-- Task instructions --
1 - Answer these questions about the text on the Anthropocene:
(a) What three things does it name as the most visible consequences of the condition of perennial transit?
(b) What does it say adaptation and biotechnological evolution inevitably lead to?
(c) What role does it say art plays in processing and elaborating alternative models?
2 - Reproduce word for word the passage of the text on the Anthropocene starting with "The biological plan" and going on through "has already happened.".

Donna Haraway, A cyborg Manifesto
Boundaries between nature and culture are illusive: planet’s anthropization radically reduced this distinction, making topics such as natural and artificial, organic and inorganic permeable. In the Anthropocene the dualisms are overcome and bastardized by the reception of their opposite, crossed and inextricably linked to each other even if their ghosts still persist as echoes of a nostalgic lack of certainties that characterizes our costantly changing contemporaneity; as direct heirs of the short century, we struggle to adapt to it. In such a scenario where traditional categorisations are difficult to understand and new paradigms are needed to describe this condition of perennial transit – where genetic mutations, climate change, migrations aren’t but the most visible consequences – deviance is no longer exception but norm, while the concept of monstrosity can be identified as the normal outcome of a natural-cultural evolutionary process of inevitable classificatory reorganization. Adaptation and biotechnological evolution inevitably lead to the extinction or fusion of known species and to the birth of new ones, more resistant and performing, rhizomatically interconnected by unprecedented ties.
The biological plan is inextricably linked to the technological, social and political ones in a complexity that requires cross-border, antidualistic representations of the contamination in progress, able to found a new epistemology for the multiplicity of the living. In processing and elaborating alternative models, art plays a non-marginal role. Starting from observing a present filtered and diffracted by the prism of imagination, artistic act is able to envisage forms, figures and scenarios of a possible near future – which has already happened.

-- Given information --
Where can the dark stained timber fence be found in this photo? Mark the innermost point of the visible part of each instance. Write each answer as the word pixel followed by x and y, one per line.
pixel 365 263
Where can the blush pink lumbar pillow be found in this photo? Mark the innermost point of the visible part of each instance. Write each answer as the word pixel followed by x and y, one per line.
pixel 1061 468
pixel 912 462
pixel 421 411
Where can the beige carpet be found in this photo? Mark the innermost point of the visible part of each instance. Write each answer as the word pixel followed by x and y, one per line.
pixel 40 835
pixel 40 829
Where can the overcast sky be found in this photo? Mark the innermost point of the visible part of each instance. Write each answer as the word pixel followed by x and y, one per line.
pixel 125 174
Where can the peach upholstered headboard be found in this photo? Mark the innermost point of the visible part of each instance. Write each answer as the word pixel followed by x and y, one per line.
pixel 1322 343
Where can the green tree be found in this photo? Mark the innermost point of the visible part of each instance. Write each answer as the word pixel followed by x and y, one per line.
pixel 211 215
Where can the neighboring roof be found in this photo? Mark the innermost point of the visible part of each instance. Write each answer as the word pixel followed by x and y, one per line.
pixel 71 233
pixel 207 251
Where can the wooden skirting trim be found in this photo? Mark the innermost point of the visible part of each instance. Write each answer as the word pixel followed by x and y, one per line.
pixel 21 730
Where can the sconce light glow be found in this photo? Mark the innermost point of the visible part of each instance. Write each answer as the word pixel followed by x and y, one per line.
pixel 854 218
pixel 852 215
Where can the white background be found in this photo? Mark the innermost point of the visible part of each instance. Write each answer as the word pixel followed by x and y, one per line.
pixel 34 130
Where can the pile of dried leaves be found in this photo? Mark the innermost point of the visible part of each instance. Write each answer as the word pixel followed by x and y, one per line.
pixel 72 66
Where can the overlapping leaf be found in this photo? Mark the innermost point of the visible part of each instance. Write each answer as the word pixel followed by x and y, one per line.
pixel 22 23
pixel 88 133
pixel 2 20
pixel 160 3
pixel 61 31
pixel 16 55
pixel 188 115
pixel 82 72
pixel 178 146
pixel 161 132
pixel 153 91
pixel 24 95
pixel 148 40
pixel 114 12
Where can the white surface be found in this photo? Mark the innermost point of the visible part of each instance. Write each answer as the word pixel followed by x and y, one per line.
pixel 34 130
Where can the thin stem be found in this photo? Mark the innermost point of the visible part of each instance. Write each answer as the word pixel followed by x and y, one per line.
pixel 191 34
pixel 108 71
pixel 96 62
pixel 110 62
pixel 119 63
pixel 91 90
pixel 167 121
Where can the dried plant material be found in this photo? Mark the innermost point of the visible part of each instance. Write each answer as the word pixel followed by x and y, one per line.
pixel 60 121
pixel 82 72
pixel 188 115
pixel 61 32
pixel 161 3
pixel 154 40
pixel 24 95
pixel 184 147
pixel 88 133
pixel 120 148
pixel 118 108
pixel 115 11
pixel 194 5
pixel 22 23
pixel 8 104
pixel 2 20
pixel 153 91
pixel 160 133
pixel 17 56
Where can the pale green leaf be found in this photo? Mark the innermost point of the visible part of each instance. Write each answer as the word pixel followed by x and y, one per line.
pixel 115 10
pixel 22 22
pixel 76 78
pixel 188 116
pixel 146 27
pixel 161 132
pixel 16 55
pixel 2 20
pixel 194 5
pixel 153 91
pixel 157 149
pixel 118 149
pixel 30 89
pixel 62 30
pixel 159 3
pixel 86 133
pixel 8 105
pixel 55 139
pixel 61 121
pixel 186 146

-- Expected results --
1 -
(a) Genetic mutations, climate change and migrations.
(b) The extinction or fusion of known species and the birth of new ones, more resistant and performing, rhizomatically interconnected by unprecedented ties.
(c) A non-marginal role.

2 -
The biological plan is inextricably linked to the technological, social and political ones in a complexity that requires cross-border, antidualistic representations of the contamination in progress, able to found a new epistemology for the multiplicity of the living. In processing and elaborating alternative models, art plays a non-marginal role. Starting from observing a present filtered and diffracted by the prism of imagination, artistic act is able to envisage forms, figures and scenarios of a possible near future – which has already happened.